◆ Instructions for the task:
Pick up the article below on Ieladeinu's work with at-risk Jewish children in Argentina and continue it from its final sentence.

◆ Selected text:
———

Ieladeinu opened three years ago when Pincever learned of a Jewish boy in a state institution, which she described as deplorable places where older children often sexually abuse younger ones.
Stoned by the other children for being Jewish, the boy was rescued by Pincever and, eventually, reunited with his family.
The experience showed Pincever how sorely children’s services were lacking in the Jewish community.
AMIA, the main social service institution in the community, has been providing social workers to families since 1994, when the AMIA building was destroyed in a terrorist bombing.
The American Jewish Joint Distribution Committee began offering volunteer psychological services to Jewish families in 1996. Today it offers such help in 38 centers across Argentina.
Melina Fiszerman, a JDC staffer in Buenos Aires, confirmed that the economic crisis has put more children at risk and led to increased domestic violence. But that’s not the only emotional consequence of the crisis, she said.
“Uncertainty for survival brings emotional problems,” Fiszerman said. Many families also are struggling with depression and stressful home environments, as several generations move in together to make ends meet.
However, Jewish leaders in Argentina reject a rumor that hundreds of Jewish children have been dropped off at state-run orphanages by parents who can no longer afford them. The real story, they say, is a growing risk of abuse.
The community continues to hand out cash assistance and food packages each month to poorer Jews, but that doesn’t solve the problems, according to one Ieladeinu volunteer.
In one case, she said, a third-generation welfare recipient had six children — ranging in age from six months to 13 years old — who had been severely neglected.
Six months ago, after a court sentenced each child to a different state institution, Ieladeinu took them in and opened its first foster home for Jewish children.
The organization now works with 70 children who live with their families and has 25 children in foster care who receive room, board, medical care, education, work opportunities and psychological treatment.
As Ieladeinu has grown, the state and the Jewish community have learned to alert it to new cases of abuse. Ieladeinu also has begun an investigation to determine how many Jewish children are suffering in state institutions, in abusive homes or on the street.
To date they have found more than 200 — including the children already in Ieladeinu’s care — but the number is always changing as the crisis continues.
Just last week, for example, Ieladeinu learned of 30 more children, Pincever said.

———

◆ Data extract:

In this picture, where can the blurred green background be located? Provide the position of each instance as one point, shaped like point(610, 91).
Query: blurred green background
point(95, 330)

———

◆ Result of the task:
“We are working like the Mossad,” she said of Ieladeinu’s intelligence gathering.
But the revelations bring new problems. Eager to scrimp on expenses, the government is happy to tell Ieladeinu about Jewish children in state-subsidized institutions. But getting those institutions to give up their charges is another matter: Each child in its care brings an institution $400 a month in government subsidies.
Government red tape also slows down the process of moving Jewish children to Ieladeinu’s care.
In any case, Ieladeinu staff doesn’t have the resources to help all the Jewish children in danger.
Meanwhile, the American Jewish Joint Distribution Committee and local federations are coming to the aid of an increasing number of Argentine Jews who want to immigrate to Israel. Currently, 6,000 to 7,000 are in the process, according to Jewish Agency officials, who added that applications have tripled since rioting broke out in December. But the cost of the rescue operation is high and in a country with 26,000 Jews living below the poverty line, it’s not that easy for everyone to get out.
Learning of the high number of cases of children in danger last month, Jews in Punta Del Este, Uruguay, pledged to raise some $750,000 for Ieladeinu.
In addition, Ari Bergmann, a New York businessman from Brazil, said he is starting a campaign to raise $20 million to help victims of the Argentine crisis, much of which will go toward Ieladeinu.
Two weeks ago, Bergmann helped bring two rabbis to New York, where they raised $1.2 million. However, Ieladeinu has yet to see the money raised in Uruguay and says it is not aware of Bergmann’s activities.
Ieladeinu is still looking for outside funds, something the self-sustaining Argentinian Jewish community hasn’t had to do until recently.